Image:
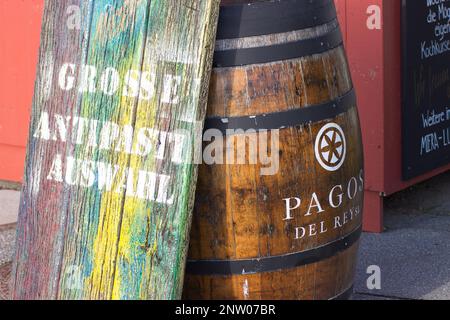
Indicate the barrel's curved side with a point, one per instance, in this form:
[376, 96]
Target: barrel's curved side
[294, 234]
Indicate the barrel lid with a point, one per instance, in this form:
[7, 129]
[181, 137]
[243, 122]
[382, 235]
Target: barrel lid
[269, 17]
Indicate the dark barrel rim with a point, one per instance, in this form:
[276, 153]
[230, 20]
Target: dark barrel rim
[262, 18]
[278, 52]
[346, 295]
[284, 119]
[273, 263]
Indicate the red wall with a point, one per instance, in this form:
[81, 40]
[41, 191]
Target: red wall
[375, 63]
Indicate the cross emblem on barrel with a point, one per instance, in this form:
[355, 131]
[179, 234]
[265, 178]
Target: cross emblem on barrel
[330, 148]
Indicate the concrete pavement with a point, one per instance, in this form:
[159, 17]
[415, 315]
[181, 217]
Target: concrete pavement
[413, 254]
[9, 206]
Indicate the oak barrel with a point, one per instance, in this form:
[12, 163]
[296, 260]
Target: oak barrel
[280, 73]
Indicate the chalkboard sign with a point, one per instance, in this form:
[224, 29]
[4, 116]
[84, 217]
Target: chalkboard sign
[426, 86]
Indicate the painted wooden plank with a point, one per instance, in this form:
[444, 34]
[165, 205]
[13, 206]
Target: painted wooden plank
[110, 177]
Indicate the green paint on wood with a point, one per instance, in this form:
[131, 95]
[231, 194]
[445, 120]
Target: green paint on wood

THE PROBLEM: Each record above must be retyped exactly as given, with the images excluded.

ANSWER SECTION:
Image:
Indicate the barrel's curved side with a point, one per instance, in this form:
[376, 96]
Target: barrel's curved side
[294, 234]
Indicate the barrel lid with a point, one per instance, in this form:
[7, 129]
[181, 137]
[243, 122]
[382, 235]
Target: barrel lid
[269, 17]
Indicate the dark barrel rim with a point, one per instance, in this form:
[276, 153]
[230, 20]
Target: dark barrel rim
[262, 18]
[278, 52]
[346, 295]
[284, 119]
[273, 263]
Indicate the red wall with a point, one per instance, in this form:
[81, 40]
[41, 191]
Target: red wall
[375, 63]
Indicate the cross emblem on barrel with a point, one per instance, in this form:
[355, 131]
[179, 234]
[265, 178]
Target: cross emblem on barrel
[330, 148]
Indicate the concrete pavement with a point, one per instance, in this form:
[159, 17]
[415, 315]
[181, 217]
Target: concrete pavement
[413, 254]
[9, 206]
Indicate the oak barrel with a point, one per instance, in this form:
[12, 163]
[296, 260]
Target: oak barrel
[280, 73]
Indicate the chalkboard sign with a point, one per instance, in this form:
[224, 29]
[4, 116]
[84, 217]
Target: chalkboard sign
[426, 86]
Indicate the painted wooden plank with a point, one per instance, in this form:
[444, 34]
[165, 205]
[13, 206]
Target: painted wooden plank
[110, 177]
Indicate the green paint on wood with a point, one per instance, in this form:
[131, 95]
[231, 194]
[445, 120]
Target: green paint on wood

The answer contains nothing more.